-------- Trecho para leitura --------

De poeta para poeta: Thiago de Mello fala a Adalberto Monteiro

Em 2016, pouco antes de se tornar nonagenário, escritor amazonense concedeu uma entrevista reveladora

Nascido na cidade amazonense de Barreirinha em 30 de março de 1926, o poeta Thiago de Mello completou 94 anos nesta segunda-feira (30). Um dos maiores escritores brasileiros vivos avança rumo ao centenário. Em 16 de março de 2016, pouco antes de se tornar nonagenário, Thiago concedeu uma entrevista reveladora ao jornalista e também poeta Adalberto Monteiro, dirigente nacional do PCdoB.

Adalberto lhe questionou sobre o “sentido de urgência” que o autor dos Estatutos do Homem se impôs. A idade avançada não levou o poeta a diminuir o ritmo. “Sei que tenho coisas ainda a fazer”, afirmou Thiago, lembrando um momento em que, sob a ditadura chilena, na década de 1970, pareceu diante da morte num paredão. Ao prever – com razão – que escaparia do fim naquele momento, o poeta tomou para si a missão de não parar nunca.

Quando Adalberto sugere que Thiago, em certo momento de sua trajetória, fez “filosofia em verso”, o poeta explica o porquê da mudança de rota: “As urgências da consciência que tenho do mundo que estou vivendo com os outros me afastam um pouco dessa própria indagação filosófica”.

A obra de Thiago de Mello já foi vertida para mais de 30 idiomas – mas o próprio poeta também se dedicou ao sempre conturbado ofício da tradução literária. Quais seriam os limites da intervenção de um tradutor sobre o texto de um outro autor? A Adalberto Monteiro, Thiago teoriza: “A arte de traduzir – a arte da tradução – é um processo de recriação de uma beleza que está ali em estado puro, original. E você tem que transformar isso, essa beleza, em outra linguagem, outro idioma, outra música – e com uma expressão de comunicação de outra cultura”.

As metáforas, sobretudo as metafísicas, não requerem uma versão literal em outra língua. Diante do desafio de traduzi-las, Thiago sugere que, antes de tudo, se “corresponda à realidade do leitor comum”.  Afinal, “você não vai recriar só para vocês que leem poesia, não”. Ele cita o exemplo de Pablo Neruda (1904–1973). Para escrever os versos de Alturas de Machu Picchu – sobre a resistência da civilização inca –, o poeta chileno chegou a morar no Peru por três meses.

-------- Linhas fornecidas --------

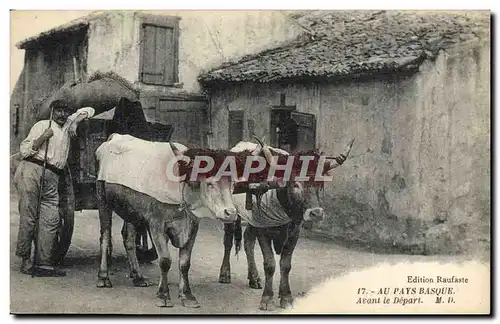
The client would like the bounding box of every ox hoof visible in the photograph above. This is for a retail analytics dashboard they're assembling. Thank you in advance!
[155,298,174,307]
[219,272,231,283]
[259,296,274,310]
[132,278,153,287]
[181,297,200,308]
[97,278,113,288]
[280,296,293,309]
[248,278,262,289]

--------

• Suas tarefas
1. Segundo o texto sobre Thiago de Mello, em que cidade o poeta nasceu?
2. Como se traduz para o inglês a frase “Um dos maiores escritores brasileiros vivos avança rumo ao centenário.”, do texto sobre Thiago de Mello?
3. Reproduza o trecho do texto sobre Thiago de Mello que começa em “Nascido na cidade” e vai até “não parar nunca.”, inclusive.

• Respostas por item
1. Na cidade amazonense de Barreirinha.

2. One of the greatest living Brazilian writers is advancing toward his centenary.

3.
Nascido na cidade amazonense de Barreirinha em 30 de março de 1926, o poeta Thiago de Mello completou 94 anos nesta segunda-feira (30). Um dos maiores escritores brasileiros vivos avança rumo ao centenário. Em 16 de março de 2016, pouco antes de se tornar nonagenário, Thiago concedeu uma entrevista reveladora ao jornalista e também poeta Adalberto Monteiro, dirigente nacional do PCdoB.

Adalberto lhe questionou sobre o “sentido de urgência” que o autor dos Estatutos do Homem se impôs. A idade avançada não levou o poeta a diminuir o ritmo. “Sei que tenho coisas ainda a fazer”, afirmou Thiago, lembrando um momento em que, sob a ditadura chilena, na década de 1970, pareceu diante da morte num paredão. Ao prever – com razão – que escaparia do fim naquele momento, o poeta tomou para si a missão de não parar nunca.